# [DIRECTIVE]
Show every line in the listing below that contains the string "Target", copying each such line in full.

## begin SUPPLIED MATERIAL

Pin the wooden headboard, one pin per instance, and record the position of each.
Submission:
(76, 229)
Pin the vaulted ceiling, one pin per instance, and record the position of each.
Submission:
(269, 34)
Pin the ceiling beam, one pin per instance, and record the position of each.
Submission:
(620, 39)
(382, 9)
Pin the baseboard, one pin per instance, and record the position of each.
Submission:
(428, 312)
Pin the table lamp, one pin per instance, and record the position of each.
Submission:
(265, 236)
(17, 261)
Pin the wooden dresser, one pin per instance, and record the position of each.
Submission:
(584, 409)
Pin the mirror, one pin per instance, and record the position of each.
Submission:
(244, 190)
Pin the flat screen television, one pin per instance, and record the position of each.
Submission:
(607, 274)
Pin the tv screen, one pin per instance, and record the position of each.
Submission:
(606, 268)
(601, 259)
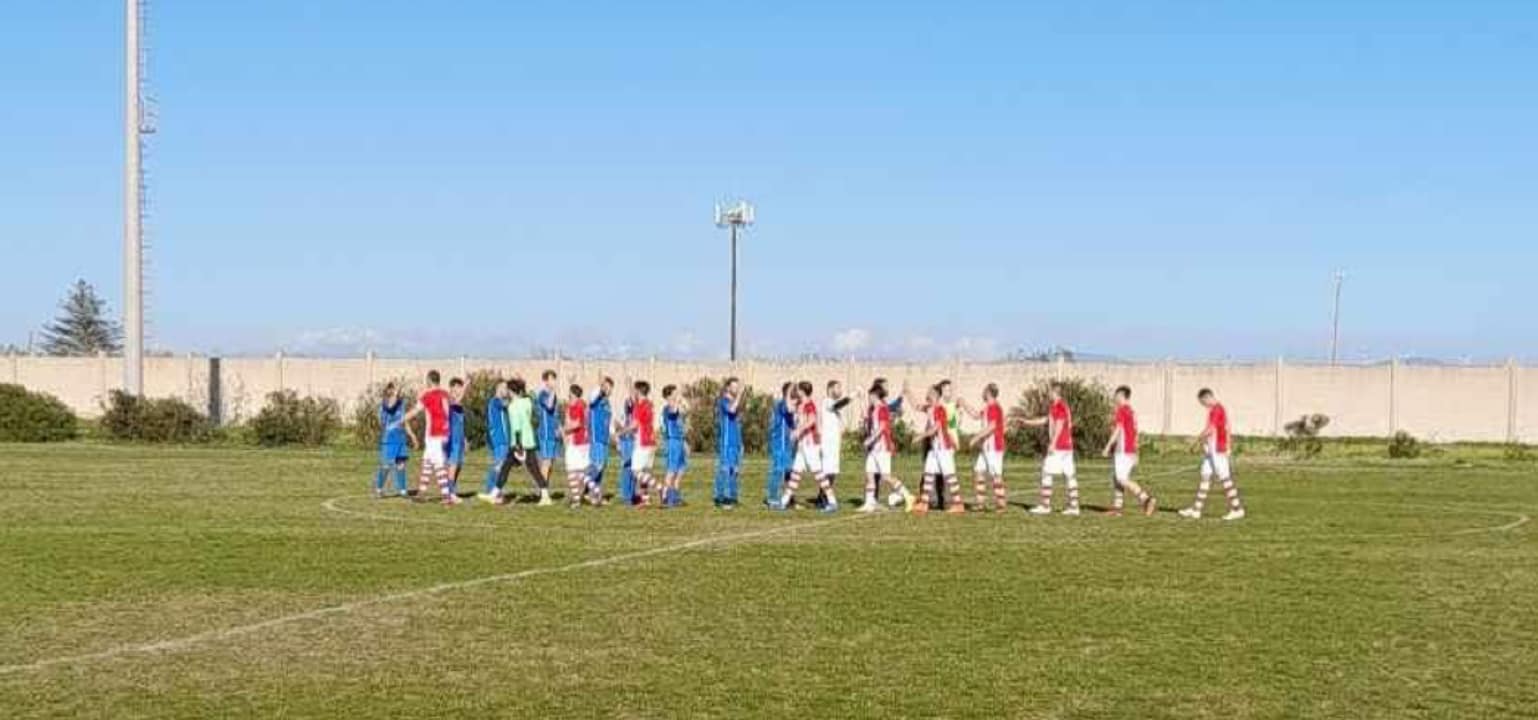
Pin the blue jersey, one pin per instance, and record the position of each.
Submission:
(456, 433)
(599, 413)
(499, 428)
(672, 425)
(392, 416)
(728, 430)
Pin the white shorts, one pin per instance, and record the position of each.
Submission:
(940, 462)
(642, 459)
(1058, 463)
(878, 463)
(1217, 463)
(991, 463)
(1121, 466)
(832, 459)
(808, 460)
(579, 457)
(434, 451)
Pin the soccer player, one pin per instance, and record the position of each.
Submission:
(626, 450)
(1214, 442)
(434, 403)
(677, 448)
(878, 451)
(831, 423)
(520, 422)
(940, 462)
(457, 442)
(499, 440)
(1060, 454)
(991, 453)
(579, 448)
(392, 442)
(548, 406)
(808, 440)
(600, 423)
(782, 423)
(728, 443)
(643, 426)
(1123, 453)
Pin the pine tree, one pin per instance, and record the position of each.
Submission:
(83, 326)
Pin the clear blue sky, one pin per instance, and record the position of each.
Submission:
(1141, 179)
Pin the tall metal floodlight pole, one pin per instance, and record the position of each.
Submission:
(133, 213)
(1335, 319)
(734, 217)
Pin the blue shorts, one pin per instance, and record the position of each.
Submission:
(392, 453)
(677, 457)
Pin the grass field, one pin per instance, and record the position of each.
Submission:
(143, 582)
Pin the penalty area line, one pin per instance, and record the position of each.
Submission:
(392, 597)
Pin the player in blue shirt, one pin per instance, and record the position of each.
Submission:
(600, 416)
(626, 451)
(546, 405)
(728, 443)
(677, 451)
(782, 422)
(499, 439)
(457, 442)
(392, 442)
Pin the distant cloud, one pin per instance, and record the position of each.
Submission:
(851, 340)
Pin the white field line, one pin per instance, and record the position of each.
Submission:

## end SUPPLIED MATERIAL
## begin SUPPLIED MATERIAL

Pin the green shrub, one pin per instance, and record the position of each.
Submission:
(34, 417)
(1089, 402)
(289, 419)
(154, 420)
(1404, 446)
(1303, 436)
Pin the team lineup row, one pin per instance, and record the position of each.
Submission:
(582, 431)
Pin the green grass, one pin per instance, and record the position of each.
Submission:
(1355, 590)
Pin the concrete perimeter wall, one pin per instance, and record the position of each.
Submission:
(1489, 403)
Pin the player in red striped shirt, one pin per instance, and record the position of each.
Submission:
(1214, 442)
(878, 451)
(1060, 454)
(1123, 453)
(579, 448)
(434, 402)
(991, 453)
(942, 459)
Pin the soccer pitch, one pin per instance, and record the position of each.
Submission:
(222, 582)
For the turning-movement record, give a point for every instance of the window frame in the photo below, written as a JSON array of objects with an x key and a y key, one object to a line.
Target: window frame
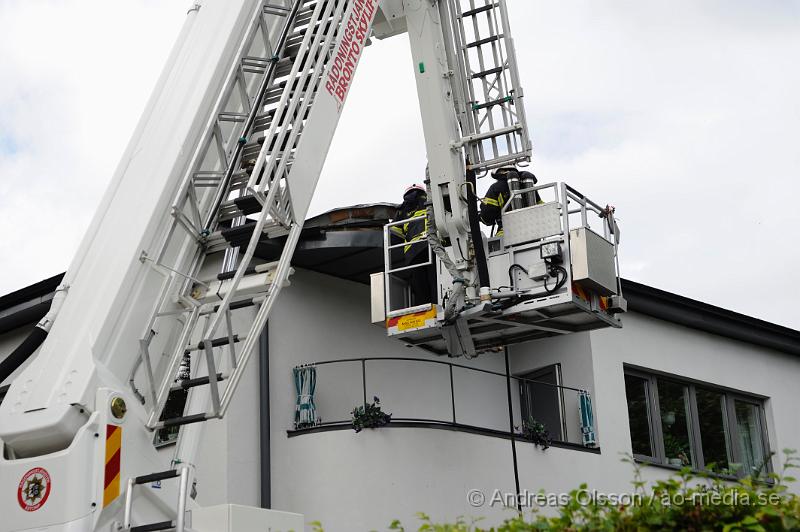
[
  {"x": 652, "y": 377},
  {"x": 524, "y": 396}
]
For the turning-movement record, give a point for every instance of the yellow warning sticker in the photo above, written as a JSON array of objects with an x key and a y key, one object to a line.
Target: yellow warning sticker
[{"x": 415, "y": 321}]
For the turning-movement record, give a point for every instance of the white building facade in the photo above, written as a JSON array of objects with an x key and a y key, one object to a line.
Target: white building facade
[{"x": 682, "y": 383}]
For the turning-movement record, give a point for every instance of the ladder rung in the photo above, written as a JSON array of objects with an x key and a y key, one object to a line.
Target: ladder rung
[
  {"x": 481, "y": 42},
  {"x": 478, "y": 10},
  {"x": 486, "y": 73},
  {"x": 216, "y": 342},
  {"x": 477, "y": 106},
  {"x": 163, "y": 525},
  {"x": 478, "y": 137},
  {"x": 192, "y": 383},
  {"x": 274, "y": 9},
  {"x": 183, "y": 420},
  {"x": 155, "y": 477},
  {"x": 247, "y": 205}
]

## end SUPPLIED MATERIAL

# [ANSWER TO THIS TASK]
Target: window frame
Target: yellow warning sticker
Target: white building facade
Target: ladder rung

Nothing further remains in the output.